--- TRY IT ---
Every line in the listing is to be echoed verbatim.

--- EXERCISE MATERIAL ---
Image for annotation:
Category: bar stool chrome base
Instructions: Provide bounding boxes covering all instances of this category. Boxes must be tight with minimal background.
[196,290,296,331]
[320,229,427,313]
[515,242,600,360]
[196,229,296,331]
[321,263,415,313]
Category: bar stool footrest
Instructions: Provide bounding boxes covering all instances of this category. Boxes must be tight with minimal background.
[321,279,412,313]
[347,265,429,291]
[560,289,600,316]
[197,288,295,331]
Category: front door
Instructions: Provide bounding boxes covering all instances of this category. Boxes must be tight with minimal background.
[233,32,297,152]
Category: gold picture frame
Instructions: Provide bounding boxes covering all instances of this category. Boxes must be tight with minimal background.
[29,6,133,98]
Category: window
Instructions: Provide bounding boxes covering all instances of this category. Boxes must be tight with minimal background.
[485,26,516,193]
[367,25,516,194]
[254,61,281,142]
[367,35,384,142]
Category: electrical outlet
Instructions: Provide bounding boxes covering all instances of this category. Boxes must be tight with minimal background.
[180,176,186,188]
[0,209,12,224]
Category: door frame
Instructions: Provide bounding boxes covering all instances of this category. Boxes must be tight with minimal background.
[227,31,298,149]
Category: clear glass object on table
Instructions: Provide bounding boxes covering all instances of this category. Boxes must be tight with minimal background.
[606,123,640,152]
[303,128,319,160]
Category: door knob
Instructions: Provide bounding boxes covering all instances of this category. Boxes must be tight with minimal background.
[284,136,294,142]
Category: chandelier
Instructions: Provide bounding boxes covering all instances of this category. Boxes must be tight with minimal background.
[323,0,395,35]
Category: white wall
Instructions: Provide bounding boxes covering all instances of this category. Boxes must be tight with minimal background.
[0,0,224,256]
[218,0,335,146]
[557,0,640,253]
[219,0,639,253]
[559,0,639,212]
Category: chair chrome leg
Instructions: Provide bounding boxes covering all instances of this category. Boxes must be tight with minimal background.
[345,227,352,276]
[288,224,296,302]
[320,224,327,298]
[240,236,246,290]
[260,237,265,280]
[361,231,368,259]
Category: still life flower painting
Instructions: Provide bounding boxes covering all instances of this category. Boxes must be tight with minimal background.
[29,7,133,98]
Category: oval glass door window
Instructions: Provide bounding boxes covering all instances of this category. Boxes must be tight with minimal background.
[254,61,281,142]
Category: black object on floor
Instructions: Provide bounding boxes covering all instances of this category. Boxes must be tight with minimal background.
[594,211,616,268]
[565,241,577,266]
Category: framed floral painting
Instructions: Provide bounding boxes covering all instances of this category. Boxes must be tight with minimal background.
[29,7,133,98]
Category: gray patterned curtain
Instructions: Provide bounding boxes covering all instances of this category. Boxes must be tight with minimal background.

--- YOUR RESPONSE ---
Image for annotation:
Category: bar stool chrome base
Instructions: Provide bounding boxes covering all instances of this category. Boxes must be tight with minimal background.
[196,290,296,331]
[320,229,427,313]
[515,242,600,360]
[196,229,296,331]
[321,263,415,313]
Category: bar stool footrest
Instructions: Provide bounding boxes covering all instances of this category. Boxes must be tight with minimal background.
[321,279,412,313]
[347,265,429,291]
[560,289,600,316]
[197,288,295,331]
Category: front door
Instructions: Provide bounding boxes covering all instances of this category. Boxes must be tight with minimal background.
[233,32,297,152]
Category: gold picture frame
Instructions: Provide bounding boxes covering all instances of this category. Boxes must be tight with minimal background.
[29,6,133,98]
Category: window
Instructions: Provide bounding boxes covering all instances of this category. Boxes must be tight with minimal background.
[485,26,516,193]
[367,25,516,194]
[254,61,281,142]
[367,35,384,142]
Category: electrical outlet
Instructions: Provide bounding boxes covering all instances of this category. Boxes must be tight with minimal background.
[180,176,186,188]
[0,209,12,224]
Category: door frame
Instructions: Provide bounding boxes covering all instances of this category. Boxes must be tight with minimal background.
[227,31,298,149]
Category: clear glass object on table
Instructions: Provide bounding boxes covering all instances of this category. Boxes must be tight with minimal background.
[606,123,640,152]
[303,128,319,160]
Category: door knob
Instructions: Provide bounding boxes covering all instances of this category. Boxes must be tight with minimal background.
[284,136,294,142]
Category: chandelier
Instructions: Provide bounding boxes covering all instances of this category. Boxes must be tight with minimal background.
[323,0,395,35]
Category: white wall
Instructions: Provide bounding boxes covering all instances of this category. Boxes must be tight with minimal background.
[0,0,224,256]
[218,0,335,146]
[557,0,640,253]
[219,0,639,253]
[559,0,639,212]
Category: chair chrome leg
Instructions: Provide bounding boxes covering all instances of this category. Boxes must be tight with minimal background.
[345,227,352,276]
[288,224,296,302]
[320,224,327,298]
[240,236,246,290]
[260,237,265,280]
[361,231,368,259]
Category: still life flower painting
Instructions: Provide bounding boxes covering all instances of this category. Boxes must be tight with minimal background.
[29,7,133,98]
Category: oval glass door window
Instructions: Provide bounding boxes covering all instances of this category. Boxes must be tight with minimal background.
[254,61,281,142]
Category: black object on floor
Instructions: Provide bounding boxes covering all instances of this category. Boxes must be tight with minimal background.
[594,211,616,268]
[565,241,577,266]
Category: framed floral painting
Instructions: Provide bounding boxes covering all instances of this category. Boxes must be tight with minimal background.
[29,7,133,98]
Category: gray patterned curtain
Instructions: Provide bounding boxes covering all instances of this category. Boxes must be tight with minimal background.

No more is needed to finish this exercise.